THINGS TO DO:
1. In the drag racing commentary, do the following statements agree with the text? Answer yes or no for each, quoting the words that decide it.
(a) Team Kalitta has 4 wins after 7 races.
(b) The writer has heard that Leah will be in the DSR car for at least 2 more races.
(c) At DSR, only Matt Hagan's team was running the 6 disk clutch full time.
2. How many wins does the drag racing commentary give Tim Wilkerson?
3. Pull out the passage of the drag racing commentary from "One thing that" up to and including "that to rest.", word for word.

BEGIN EXCERPT TO READ

After 7 races this season it looks as though it has the potential to be one of the most competitive seasons ever. Team Kalitta is sitting with 3 wins, JFR has 4 and DSR has 3, plus add 1 each for Leah Pritchett and Steve Torrence and a surprising 2 for Tim Wilkerson. It’s still relatively early in the year and for as great as those numbers are the list of who hasn’t won is pretty impressive. Del, JR, Shoemaker, Langdon, Johnson Jr. It’s really pretty crazy, but shows how tough it has become to win a Wally this season.

One thing that stands out so far is the tenacity of Leah Pritchett this year. The shutdown of BVR was a surprise and Leah had to scramble to secure a future, even just short term. Despite all the drama, at least to the public, she carried herself with dignity and grace that represented her ambitions. It has been amazing to watch her take step after step in achieving her goals and at the same time try and remain focused on the task at hand at the racetrack. To go from her ride at BVR to the Lagana Brothers car, back to her BVR car and into a DSR car..what a complete challenge for her. It’s hard enough driving a Top Fuel dragster, much less 4 in as many races. But if anyone doubted her drive and desire I think they can put that to rest.

I have heard that Leah will be in the DSR car for at least 2 more races and I have no doubt she will find the funding to continue; I just hope it comes before she has to park for a couple races. It just wouldn’t be the same without her out there.

smax

Are we sure Smax Smith isn’t really Sammy Hager in disguise?

DSR has been a little bit shocking this year. I think of them as a cutting edge, best of everything type of team, but the really slow uptake on the 6 disk clutch has been strange to watch. Most, if not all competitive teams in 2015 had already switched to the 6 disk, while at DSR only Matt Hagan’s team was running it full time. It seems that they sacrificed long term gains for short term performance and now they are trying to catch up to the rest of the teams. After 7 races to only have 3 wins out of 7 full time teams is pretty surprising.

END EXCERPT TO READ
BEGIN ENTRIES

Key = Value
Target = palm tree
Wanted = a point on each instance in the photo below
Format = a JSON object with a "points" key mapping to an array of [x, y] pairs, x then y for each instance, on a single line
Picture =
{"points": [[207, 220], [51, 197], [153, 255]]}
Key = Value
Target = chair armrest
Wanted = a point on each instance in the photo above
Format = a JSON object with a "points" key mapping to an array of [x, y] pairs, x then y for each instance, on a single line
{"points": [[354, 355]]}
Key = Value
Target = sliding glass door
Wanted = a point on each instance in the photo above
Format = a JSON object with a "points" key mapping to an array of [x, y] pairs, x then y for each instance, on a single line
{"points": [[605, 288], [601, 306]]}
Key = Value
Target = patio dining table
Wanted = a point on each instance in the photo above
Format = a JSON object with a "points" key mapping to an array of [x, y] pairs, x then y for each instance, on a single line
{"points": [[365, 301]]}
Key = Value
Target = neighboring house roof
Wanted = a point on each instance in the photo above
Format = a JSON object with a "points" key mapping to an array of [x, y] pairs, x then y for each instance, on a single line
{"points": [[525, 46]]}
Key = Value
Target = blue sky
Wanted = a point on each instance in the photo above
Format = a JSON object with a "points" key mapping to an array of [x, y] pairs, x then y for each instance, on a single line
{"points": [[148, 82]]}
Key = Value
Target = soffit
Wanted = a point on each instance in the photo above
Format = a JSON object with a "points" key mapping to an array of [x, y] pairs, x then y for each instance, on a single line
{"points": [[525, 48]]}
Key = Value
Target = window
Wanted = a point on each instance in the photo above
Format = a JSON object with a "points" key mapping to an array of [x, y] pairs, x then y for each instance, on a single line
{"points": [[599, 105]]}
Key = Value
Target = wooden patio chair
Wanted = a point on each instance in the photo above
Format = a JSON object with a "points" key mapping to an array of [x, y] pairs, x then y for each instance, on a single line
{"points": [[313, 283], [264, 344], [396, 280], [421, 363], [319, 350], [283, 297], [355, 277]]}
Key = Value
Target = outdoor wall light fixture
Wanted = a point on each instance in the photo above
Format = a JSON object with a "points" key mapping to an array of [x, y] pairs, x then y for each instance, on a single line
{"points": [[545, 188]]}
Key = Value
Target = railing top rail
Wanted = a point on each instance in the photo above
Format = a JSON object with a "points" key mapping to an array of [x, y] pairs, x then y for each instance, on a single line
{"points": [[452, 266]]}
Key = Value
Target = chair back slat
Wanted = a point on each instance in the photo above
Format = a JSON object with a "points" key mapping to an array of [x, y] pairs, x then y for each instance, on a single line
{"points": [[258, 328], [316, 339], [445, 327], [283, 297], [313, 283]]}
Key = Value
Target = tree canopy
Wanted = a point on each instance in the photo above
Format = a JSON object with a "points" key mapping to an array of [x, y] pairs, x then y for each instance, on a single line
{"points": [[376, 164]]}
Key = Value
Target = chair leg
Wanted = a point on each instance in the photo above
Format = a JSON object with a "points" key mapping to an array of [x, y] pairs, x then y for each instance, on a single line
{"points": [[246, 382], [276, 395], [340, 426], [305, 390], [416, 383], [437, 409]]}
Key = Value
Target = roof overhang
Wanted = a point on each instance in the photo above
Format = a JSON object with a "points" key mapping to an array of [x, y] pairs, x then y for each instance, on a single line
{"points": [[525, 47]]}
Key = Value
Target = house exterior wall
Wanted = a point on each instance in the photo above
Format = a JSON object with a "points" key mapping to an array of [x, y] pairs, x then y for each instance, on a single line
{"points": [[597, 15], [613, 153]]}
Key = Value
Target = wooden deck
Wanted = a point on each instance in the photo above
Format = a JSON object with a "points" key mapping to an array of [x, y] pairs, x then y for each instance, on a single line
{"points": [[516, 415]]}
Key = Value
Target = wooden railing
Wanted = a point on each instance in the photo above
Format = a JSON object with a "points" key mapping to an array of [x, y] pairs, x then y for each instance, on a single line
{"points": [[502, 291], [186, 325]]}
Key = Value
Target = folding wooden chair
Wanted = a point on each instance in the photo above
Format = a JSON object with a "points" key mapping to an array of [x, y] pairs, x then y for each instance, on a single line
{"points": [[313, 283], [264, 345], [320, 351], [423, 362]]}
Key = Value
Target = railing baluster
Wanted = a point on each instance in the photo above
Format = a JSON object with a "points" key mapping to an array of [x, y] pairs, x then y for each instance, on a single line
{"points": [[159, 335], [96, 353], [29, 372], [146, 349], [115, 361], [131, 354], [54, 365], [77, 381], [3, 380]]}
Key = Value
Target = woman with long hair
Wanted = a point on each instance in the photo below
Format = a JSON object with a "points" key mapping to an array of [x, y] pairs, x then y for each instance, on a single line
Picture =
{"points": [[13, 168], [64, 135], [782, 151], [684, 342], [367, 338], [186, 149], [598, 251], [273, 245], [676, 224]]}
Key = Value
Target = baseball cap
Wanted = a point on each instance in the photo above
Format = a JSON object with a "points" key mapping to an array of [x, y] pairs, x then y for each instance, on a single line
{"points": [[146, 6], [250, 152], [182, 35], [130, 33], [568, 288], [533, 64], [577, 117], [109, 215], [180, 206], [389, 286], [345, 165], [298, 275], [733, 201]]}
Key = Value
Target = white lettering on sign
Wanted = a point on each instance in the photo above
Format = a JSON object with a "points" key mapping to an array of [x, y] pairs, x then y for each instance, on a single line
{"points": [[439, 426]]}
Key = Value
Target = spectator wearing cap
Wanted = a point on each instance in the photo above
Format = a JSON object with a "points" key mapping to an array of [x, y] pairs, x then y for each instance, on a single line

END ENTRIES

RESPONSES IN ORDER:
1.
(a) No: "Team Kalitta is sitting with 3 wins, JFR has 4"
(b) Yes: "I have heard that Leah will be in the DSR car for at least 2 more races"
(c) Yes: "while at DSR only Matt Hagan’s team was running it full time"

2. 2 wins.

3.
One thing that stands out so far is the tenacity of Leah Pritchett this year. The shutdown of BVR was a surprise and Leah had to scramble to secure a future, even just short term. Despite all the drama, at least to the public, she carried herself with dignity and grace that represented her ambitions. It has been amazing to watch her take step after step in achieving her goals and at the same time try and remain focused on the task at hand at the racetrack. To go from her ride at BVR to the Lagana Brothers car, back to her BVR car and into a DSR car..what a complete challenge for her. It’s hard enough driving a Top Fuel dragster, much less 4 in as many races. But if anyone doubted her drive and desire I think they can put that to rest.